WRITTEN PROBLEM. Beginning at the line that contains "[locate] brown shoe", reproduce every line to the end of the material without changing any of them.

+++ ENTRIES PROVIDED

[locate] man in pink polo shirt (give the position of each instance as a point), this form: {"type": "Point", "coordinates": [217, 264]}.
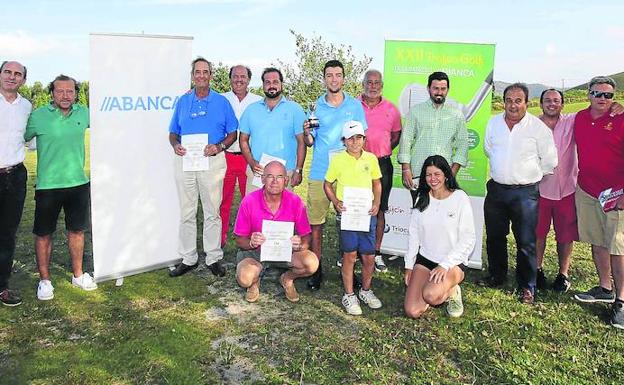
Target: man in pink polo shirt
{"type": "Point", "coordinates": [273, 202]}
{"type": "Point", "coordinates": [556, 201]}
{"type": "Point", "coordinates": [383, 134]}
{"type": "Point", "coordinates": [600, 145]}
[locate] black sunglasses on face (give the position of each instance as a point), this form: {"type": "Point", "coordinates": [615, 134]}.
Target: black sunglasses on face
{"type": "Point", "coordinates": [600, 94]}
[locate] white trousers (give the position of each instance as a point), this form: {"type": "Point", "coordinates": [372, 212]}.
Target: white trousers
{"type": "Point", "coordinates": [207, 186]}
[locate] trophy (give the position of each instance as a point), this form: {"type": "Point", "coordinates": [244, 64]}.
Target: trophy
{"type": "Point", "coordinates": [312, 119]}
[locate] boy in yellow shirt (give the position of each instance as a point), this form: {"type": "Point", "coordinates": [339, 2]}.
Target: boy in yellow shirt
{"type": "Point", "coordinates": [359, 169]}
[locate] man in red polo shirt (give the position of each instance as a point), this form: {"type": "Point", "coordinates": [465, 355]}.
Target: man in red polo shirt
{"type": "Point", "coordinates": [272, 203]}
{"type": "Point", "coordinates": [600, 144]}
{"type": "Point", "coordinates": [383, 134]}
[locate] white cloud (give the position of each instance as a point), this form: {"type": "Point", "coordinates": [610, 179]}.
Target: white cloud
{"type": "Point", "coordinates": [19, 44]}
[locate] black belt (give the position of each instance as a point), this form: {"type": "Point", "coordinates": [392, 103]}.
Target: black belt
{"type": "Point", "coordinates": [10, 169]}
{"type": "Point", "coordinates": [514, 186]}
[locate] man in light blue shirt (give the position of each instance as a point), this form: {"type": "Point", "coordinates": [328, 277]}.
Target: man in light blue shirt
{"type": "Point", "coordinates": [333, 109]}
{"type": "Point", "coordinates": [202, 111]}
{"type": "Point", "coordinates": [273, 126]}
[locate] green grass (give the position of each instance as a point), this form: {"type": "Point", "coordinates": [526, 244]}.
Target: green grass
{"type": "Point", "coordinates": [198, 329]}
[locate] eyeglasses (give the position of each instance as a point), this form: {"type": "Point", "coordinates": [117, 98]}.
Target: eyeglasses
{"type": "Point", "coordinates": [271, 178]}
{"type": "Point", "coordinates": [600, 94]}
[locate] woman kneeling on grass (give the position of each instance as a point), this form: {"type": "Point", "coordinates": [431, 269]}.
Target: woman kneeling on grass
{"type": "Point", "coordinates": [441, 237]}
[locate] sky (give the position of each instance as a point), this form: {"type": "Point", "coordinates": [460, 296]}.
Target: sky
{"type": "Point", "coordinates": [549, 42]}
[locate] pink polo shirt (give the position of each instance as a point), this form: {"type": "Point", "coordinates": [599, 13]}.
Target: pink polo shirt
{"type": "Point", "coordinates": [600, 146]}
{"type": "Point", "coordinates": [253, 209]}
{"type": "Point", "coordinates": [382, 119]}
{"type": "Point", "coordinates": [562, 182]}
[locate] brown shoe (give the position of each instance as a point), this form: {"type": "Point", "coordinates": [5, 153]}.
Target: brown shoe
{"type": "Point", "coordinates": [527, 297]}
{"type": "Point", "coordinates": [290, 290]}
{"type": "Point", "coordinates": [253, 292]}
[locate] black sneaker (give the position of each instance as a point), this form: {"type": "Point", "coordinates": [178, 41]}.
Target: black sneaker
{"type": "Point", "coordinates": [10, 298]}
{"type": "Point", "coordinates": [596, 294]}
{"type": "Point", "coordinates": [617, 314]}
{"type": "Point", "coordinates": [540, 280]}
{"type": "Point", "coordinates": [561, 284]}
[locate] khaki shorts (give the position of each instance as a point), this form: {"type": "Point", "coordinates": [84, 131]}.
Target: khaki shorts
{"type": "Point", "coordinates": [318, 204]}
{"type": "Point", "coordinates": [597, 227]}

++++++

ANSWER TO THIS PROBLEM.
[locate] brown shoe (give the position of each instance as a point), this form: {"type": "Point", "coordinates": [5, 153]}.
Target: brown shoe
{"type": "Point", "coordinates": [527, 297]}
{"type": "Point", "coordinates": [290, 290]}
{"type": "Point", "coordinates": [253, 292]}
[locate] black sneaker (give the position of each instance as a point), this form: {"type": "Point", "coordinates": [178, 41]}.
Target: black sneaker
{"type": "Point", "coordinates": [10, 298]}
{"type": "Point", "coordinates": [596, 294]}
{"type": "Point", "coordinates": [617, 314]}
{"type": "Point", "coordinates": [540, 280]}
{"type": "Point", "coordinates": [561, 284]}
[locate] khaki shorts (give the position of each instance as a point), this form: {"type": "Point", "coordinates": [84, 131]}.
Target: khaki shorts
{"type": "Point", "coordinates": [318, 204]}
{"type": "Point", "coordinates": [597, 227]}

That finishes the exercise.